In times of network churn a node will create a separate `LinkDescriptor` to create the
`BlockIdentifier` for this nodeblock. This linkdescriptor is s created by calling the
[create_link_descriptor()] method and passing the close_group **to that node** as the input. Each
node in the group will do the same and send the `NodeBlock` to that node.

This continual updating of the chain also provides a history of the network, both in terms of data
and also groups. Each block will contain a list of the nodes that have been seen on the network as
the chain evolved.

## Chain

The chain itself is a very simple vector of blocks. The [API] of the `DataChain` allows for
splitting, merging and validating chains. This allows chains to be exchanged and validated between
nodes. If a chain can be proven to be able to be owned (by calling the chain validate_ownership
function) by a receiving node then it is considered fully valid.

An interesting aspect though is the ability to "validate in history". This means that even if a
chain cannot be proven to be able to be fully published to a group (as there are not enough
remaining members of the group existing) it may still be queried with a few more conditions.

1. The current receiving node, did exist in the chain and has previously signed a block. Even
though others do not remain this node does believe the chain, but cannot prove it to anyone else.

2. A chain may contain an older link that is validate-able as there is a common link in a current
held chain and the published one. The published chain may hold data after this point that cannot be
validated, however the data up to the point of a common link (a link that holds enough common nodes
to provide a majority against a link we already know in our own chain) can be proven valid. This
phenomenon allows even older data than we know to be collected and increase the length of the
current chain. This allows the adding of "history" to an existing chain.



## Routing requirements

1. A node address will be a cryptographic signing key.

2. A node will attempt to join a previous group with the last known key. It will not though, join
the routing table at that stage. Routing will ask the upper layer (vaults in this case) if that
node is acceptable. While this process is taking place this joining node will be added to a list of
nodes attempting to join. If vaults agree the node is OK then routing will add this node to the
routing table.

Free-text object descriptions
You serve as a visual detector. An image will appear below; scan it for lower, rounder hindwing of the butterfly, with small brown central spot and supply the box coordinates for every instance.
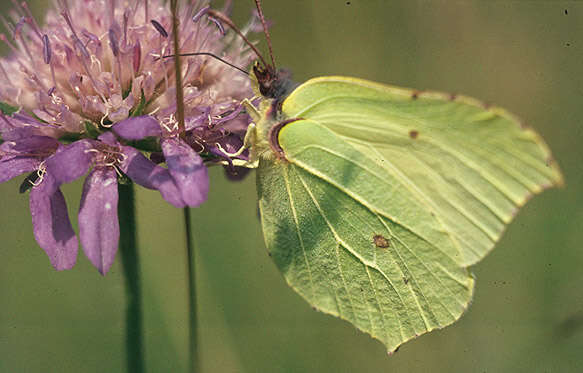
[258,121,473,351]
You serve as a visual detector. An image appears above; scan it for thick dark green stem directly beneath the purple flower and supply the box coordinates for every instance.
[118,184,145,373]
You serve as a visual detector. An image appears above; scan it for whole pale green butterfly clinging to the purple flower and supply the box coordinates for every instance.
[213,0,563,352]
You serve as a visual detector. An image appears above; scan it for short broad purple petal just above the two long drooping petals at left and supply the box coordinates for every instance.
[46,140,93,185]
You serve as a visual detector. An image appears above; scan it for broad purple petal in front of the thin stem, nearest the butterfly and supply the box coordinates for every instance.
[161,138,209,207]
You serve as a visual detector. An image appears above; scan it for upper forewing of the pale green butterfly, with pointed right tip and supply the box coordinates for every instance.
[283,77,562,266]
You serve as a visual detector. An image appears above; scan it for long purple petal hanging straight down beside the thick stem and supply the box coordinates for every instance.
[79,167,119,275]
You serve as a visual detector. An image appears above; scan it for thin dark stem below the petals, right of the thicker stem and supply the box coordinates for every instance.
[184,207,200,373]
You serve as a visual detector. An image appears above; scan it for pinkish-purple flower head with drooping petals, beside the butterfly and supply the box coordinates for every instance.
[0,0,257,274]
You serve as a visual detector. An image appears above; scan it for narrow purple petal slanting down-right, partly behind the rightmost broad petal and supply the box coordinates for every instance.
[120,146,186,207]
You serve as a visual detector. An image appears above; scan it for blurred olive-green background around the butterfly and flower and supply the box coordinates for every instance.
[0,0,583,373]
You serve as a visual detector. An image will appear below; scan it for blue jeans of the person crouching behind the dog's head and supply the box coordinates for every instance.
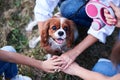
[60,0,92,28]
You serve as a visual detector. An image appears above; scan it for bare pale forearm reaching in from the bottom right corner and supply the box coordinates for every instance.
[63,63,120,80]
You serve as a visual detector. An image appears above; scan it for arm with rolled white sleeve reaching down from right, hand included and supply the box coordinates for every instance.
[61,16,115,69]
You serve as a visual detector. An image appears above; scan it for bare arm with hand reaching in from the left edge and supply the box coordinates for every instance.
[0,50,62,73]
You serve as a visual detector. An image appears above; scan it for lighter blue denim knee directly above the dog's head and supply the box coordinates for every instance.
[60,0,84,18]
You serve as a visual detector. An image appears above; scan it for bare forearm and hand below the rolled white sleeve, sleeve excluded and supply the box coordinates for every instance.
[61,34,98,69]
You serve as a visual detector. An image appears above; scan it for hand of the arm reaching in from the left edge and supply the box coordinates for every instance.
[41,56,63,73]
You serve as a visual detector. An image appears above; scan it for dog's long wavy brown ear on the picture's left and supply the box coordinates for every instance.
[40,20,50,47]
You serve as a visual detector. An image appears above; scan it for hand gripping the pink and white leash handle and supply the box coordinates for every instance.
[104,2,120,27]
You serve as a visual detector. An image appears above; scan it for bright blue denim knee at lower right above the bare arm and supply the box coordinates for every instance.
[92,58,120,76]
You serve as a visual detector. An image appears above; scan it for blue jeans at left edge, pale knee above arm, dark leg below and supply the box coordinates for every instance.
[0,46,18,79]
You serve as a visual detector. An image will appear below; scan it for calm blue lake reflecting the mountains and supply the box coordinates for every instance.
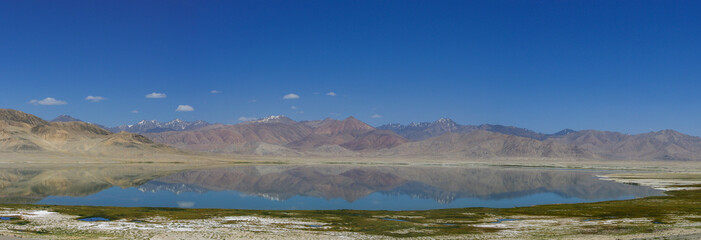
[17,166,661,210]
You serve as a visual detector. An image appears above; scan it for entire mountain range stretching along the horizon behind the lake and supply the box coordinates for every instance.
[0,110,701,161]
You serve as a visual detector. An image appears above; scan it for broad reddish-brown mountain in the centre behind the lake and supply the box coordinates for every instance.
[145,116,406,155]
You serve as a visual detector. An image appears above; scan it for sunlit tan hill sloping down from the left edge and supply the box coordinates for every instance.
[0,109,177,155]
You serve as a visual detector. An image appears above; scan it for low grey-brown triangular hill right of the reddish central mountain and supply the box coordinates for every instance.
[372,130,595,158]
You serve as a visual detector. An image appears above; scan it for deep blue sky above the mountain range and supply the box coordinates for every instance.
[0,0,701,135]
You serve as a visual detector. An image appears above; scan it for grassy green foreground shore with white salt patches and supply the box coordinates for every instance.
[0,168,701,239]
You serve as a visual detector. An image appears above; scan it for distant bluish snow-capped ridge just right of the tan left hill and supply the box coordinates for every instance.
[109,119,210,133]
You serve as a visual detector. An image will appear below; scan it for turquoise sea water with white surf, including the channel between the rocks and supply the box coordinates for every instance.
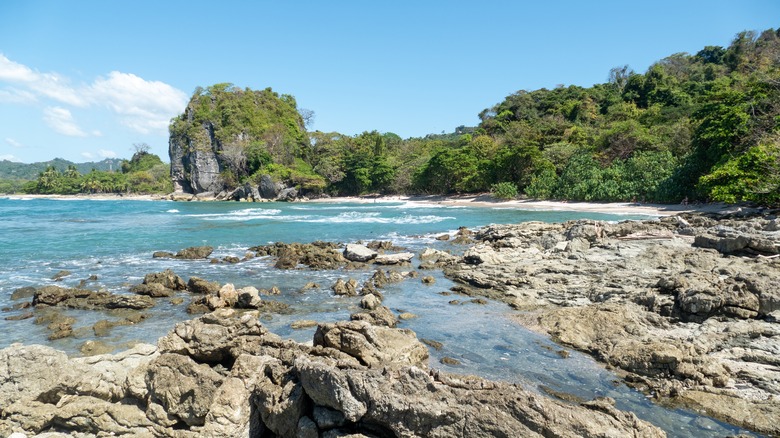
[0,198,756,436]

**ACTIVITY LIST**.
1. List every name shown in backticks in the passage on data chains.
2. Print everything in the passage on data chains from "2. A chain may" down to "cryptographic signing key.".

**SOLUTIONS TO EACH TASK**.
1. LinkDescriptor, BlockIdentifier, NodeBlock, DataChain

2.
2. A chain may contain an older link that is validate-able as there is a common link in a current
held chain and the published one. The published chain may hold data after this point that cannot be
validated, however the data up to the point of a common link (a link that holds enough common nodes
to provide a majority against a link we already know in our own chain) can be proven valid. This
phenomenon allows even older data than we know to be collected and increase the length of the
current chain. This allows the adding of "history" to an existing chain.



## Routing requirements

1. A node address will be a cryptographic signing key.